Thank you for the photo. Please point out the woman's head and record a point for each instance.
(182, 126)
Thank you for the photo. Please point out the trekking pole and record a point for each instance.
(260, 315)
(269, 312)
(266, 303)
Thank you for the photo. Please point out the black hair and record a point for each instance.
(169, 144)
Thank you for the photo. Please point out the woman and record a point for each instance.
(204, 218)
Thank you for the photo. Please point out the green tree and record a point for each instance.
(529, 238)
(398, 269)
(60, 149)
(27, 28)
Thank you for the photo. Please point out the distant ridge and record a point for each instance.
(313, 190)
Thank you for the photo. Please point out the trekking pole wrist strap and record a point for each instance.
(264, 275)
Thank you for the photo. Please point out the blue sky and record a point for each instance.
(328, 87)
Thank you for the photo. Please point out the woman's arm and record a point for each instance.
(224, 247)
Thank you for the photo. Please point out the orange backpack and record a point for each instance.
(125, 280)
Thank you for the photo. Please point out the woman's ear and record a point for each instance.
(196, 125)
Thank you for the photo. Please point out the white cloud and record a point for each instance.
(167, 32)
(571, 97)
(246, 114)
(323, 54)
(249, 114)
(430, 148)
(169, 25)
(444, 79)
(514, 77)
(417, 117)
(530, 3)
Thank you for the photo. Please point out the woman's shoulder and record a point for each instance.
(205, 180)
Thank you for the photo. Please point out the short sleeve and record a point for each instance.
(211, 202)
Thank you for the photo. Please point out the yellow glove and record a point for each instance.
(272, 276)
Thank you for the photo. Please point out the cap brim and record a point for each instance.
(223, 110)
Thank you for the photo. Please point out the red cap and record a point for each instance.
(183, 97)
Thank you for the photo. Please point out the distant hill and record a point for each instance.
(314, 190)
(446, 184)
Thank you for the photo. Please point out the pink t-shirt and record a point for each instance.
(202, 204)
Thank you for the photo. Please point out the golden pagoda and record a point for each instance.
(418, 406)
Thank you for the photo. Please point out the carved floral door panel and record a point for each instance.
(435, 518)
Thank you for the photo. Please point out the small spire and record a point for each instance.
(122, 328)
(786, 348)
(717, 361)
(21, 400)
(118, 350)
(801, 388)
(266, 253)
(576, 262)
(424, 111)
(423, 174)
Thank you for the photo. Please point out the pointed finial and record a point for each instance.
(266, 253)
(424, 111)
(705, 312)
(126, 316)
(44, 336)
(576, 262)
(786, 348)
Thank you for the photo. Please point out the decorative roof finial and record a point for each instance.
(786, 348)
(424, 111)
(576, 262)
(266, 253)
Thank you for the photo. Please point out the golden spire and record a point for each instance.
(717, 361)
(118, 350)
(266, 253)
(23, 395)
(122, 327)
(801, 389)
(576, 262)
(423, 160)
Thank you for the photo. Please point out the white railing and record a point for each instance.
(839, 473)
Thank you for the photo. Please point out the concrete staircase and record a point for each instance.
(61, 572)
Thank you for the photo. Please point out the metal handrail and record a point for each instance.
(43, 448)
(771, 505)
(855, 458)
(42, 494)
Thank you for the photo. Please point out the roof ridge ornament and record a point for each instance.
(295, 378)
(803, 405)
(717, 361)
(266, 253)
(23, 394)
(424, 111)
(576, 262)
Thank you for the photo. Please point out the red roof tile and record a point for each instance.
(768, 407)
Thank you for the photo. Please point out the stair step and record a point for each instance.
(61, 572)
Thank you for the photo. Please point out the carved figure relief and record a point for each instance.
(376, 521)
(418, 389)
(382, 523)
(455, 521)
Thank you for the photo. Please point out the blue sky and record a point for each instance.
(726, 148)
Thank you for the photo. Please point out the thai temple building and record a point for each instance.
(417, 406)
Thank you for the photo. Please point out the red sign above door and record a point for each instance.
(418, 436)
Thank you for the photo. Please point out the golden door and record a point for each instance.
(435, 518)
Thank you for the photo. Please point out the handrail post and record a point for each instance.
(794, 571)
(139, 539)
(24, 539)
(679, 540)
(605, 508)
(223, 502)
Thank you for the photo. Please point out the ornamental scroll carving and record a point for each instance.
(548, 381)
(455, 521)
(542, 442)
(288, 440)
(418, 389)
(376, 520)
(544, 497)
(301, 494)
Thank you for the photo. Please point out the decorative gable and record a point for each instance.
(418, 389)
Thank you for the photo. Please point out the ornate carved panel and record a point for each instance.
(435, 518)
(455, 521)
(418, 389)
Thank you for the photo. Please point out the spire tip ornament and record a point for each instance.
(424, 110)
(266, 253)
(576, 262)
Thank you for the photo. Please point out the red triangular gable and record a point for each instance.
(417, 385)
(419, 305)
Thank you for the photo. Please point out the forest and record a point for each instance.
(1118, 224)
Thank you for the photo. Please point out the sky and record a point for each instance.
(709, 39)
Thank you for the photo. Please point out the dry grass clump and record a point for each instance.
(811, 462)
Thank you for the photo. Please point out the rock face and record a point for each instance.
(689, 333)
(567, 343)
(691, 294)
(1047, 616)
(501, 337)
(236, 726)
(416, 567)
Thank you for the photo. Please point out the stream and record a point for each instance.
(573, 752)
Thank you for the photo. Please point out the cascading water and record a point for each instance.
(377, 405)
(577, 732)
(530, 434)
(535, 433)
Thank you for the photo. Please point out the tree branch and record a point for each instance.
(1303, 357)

======

_What to produce:_
Write the entries again, exactly as they stand.

_Task output:_
Thank you for the photo. Please point out the woman's head and record a point for each instance.
(182, 126)
Thank you for the photo. Please point out the trekking pole and record a point for each instance.
(260, 315)
(269, 312)
(266, 303)
Thank you for the photo. Please point out the black hair and record a point for each instance.
(169, 144)
Thank you for the photo. Please point out the woman and record a point for each instance.
(204, 218)
Thank you for the photo. Please point out the green tree and record a point for each instance.
(529, 238)
(398, 269)
(60, 149)
(27, 28)
Thank you for the photo. Please point out the distant ridge and record a point for each instance.
(313, 190)
Thank you for the photo. Please point out the trekking pole wrist strap and record a point for each instance.
(264, 275)
Thank you for the photo. Please point out the blue sky and record a point for each instance.
(328, 87)
Thank you for the photo. Please point out the woman's arm and record a point for each instance.
(224, 247)
Thank you for the photo. Please point out the orange backpack and record a point for each instance.
(125, 280)
Thank you for the photo. Please point out the woman's ear and record a point for each instance.
(196, 125)
Thank you for the photo. Please point out the white cloud and record a point for each instance.
(167, 32)
(571, 97)
(246, 114)
(323, 54)
(249, 114)
(430, 148)
(169, 25)
(444, 79)
(514, 77)
(417, 117)
(530, 3)
Thank you for the photo. Please point out the woman's shoulder and record a point for each instance.
(205, 180)
Thank you for the photo. Please point out the short sleeve and record a point for each instance.
(211, 202)
Thank you for the photo. Please point out the yellow glove and record a point for each instance.
(272, 276)
Thank you for the photo. Please point out the cap brim and record a point for each instance.
(223, 110)
Thank you for the photo. Please point out the red cap and record a point for each instance.
(183, 97)
Thank you for the photo. Please point out the distant hill and record a point for each instance.
(314, 190)
(446, 184)
Thank you for the photo. Please point out the pink t-shirt and record a point for each instance.
(202, 204)
Thank you for the photo. Please point out the golden pagoda and record a point for each instance.
(418, 406)
Thank you for the photo. Please point out the carved floral door panel and record a point for each instance.
(435, 518)
Thank you for the photo. Please point out the small spire and record a point for each instance.
(122, 328)
(786, 348)
(717, 361)
(21, 400)
(118, 350)
(801, 388)
(266, 253)
(576, 262)
(424, 111)
(423, 174)
Thank you for the photo. Please point out the pointed finial and record a point for each instance.
(266, 253)
(424, 111)
(705, 312)
(126, 316)
(44, 336)
(576, 262)
(786, 348)
Thank you for the photo. Please point out the decorative roof finial and record a point for each instance.
(786, 348)
(424, 111)
(576, 262)
(266, 253)
Thank you for the photo. Please point out the golden spire and record a point for each instance.
(717, 361)
(118, 350)
(266, 253)
(23, 395)
(122, 327)
(801, 389)
(576, 262)
(423, 160)
Thank you for the photo. Please point out the white railing and record a point for each instance.
(839, 473)
Thank you for the photo. Please point out the concrete staircase and record a point for each instance.
(61, 572)
Thank you for the photo. Please point out the metal handrail and record a point for each instance.
(43, 448)
(771, 505)
(855, 458)
(42, 494)
Thank you for the photo. Please point out the roof ridge ornament and record a point for each instance.
(295, 378)
(803, 405)
(717, 361)
(266, 253)
(23, 394)
(424, 111)
(576, 262)
Thank you for the photo. Please point out the red roof tile and record a point for each instance.
(768, 407)
Thank you for the photo. Please point out the stair step and record a point for each instance.
(61, 572)
Thank you for the photo. Please point out the carved figure relief and record a point for each instance.
(376, 521)
(418, 389)
(382, 523)
(455, 521)
Thank you for the photo. Please point out the blue sky and record a point for each instance.
(726, 148)
Thank you for the photo. Please point out the thai temple building and record a point for each instance.
(417, 406)
Thank you for the photo. Please point out the red sign above door and record a point for each instance.
(418, 436)
Thank you for the photo. Please point out the golden door and record a point for each instance.
(435, 518)
Thank you for the photo. Please point out the handrail post and record a point for each instance.
(794, 571)
(139, 539)
(24, 539)
(679, 540)
(605, 508)
(223, 502)
Thank you for the photo. Please point out the ornamental scroll carving and record a point for each instance.
(548, 381)
(455, 521)
(542, 442)
(288, 440)
(418, 389)
(376, 520)
(544, 497)
(301, 494)
Thank you for the photo. Please point out the decorative gable and record a point for each instance.
(418, 389)
Thank you for the photo. Please point out the ornate carved panel and record a point for each instance.
(435, 518)
(455, 521)
(418, 389)
Thank you for the photo. Please point out the spire tip ornament and record a point for each instance.
(424, 110)
(266, 253)
(576, 262)
Thank you for the photo. Please point out the red triangular gable and record a point for each instance.
(417, 385)
(419, 305)
Thank you for the photo. Please point out the forest and record a point for each instance.
(1118, 224)
Thank you for the photo. Please point out the sky and record a point for each instance.
(709, 39)
Thank you for the photo. Please point out the dry grass clump and record a point for each instance.
(811, 462)
Thank you for the photo. Please point out the rock face and record a point for each instance.
(689, 333)
(567, 343)
(691, 294)
(1047, 616)
(501, 337)
(236, 726)
(416, 567)
Thank you for the photo. Please point out the stream and record a point for each instance.
(573, 752)
Thank you for the photo. Please point out the cascading water and record a point for each instance.
(377, 405)
(577, 732)
(530, 434)
(535, 433)
Thank you for the photo. Please point out the tree branch and record a point for each instance.
(1303, 357)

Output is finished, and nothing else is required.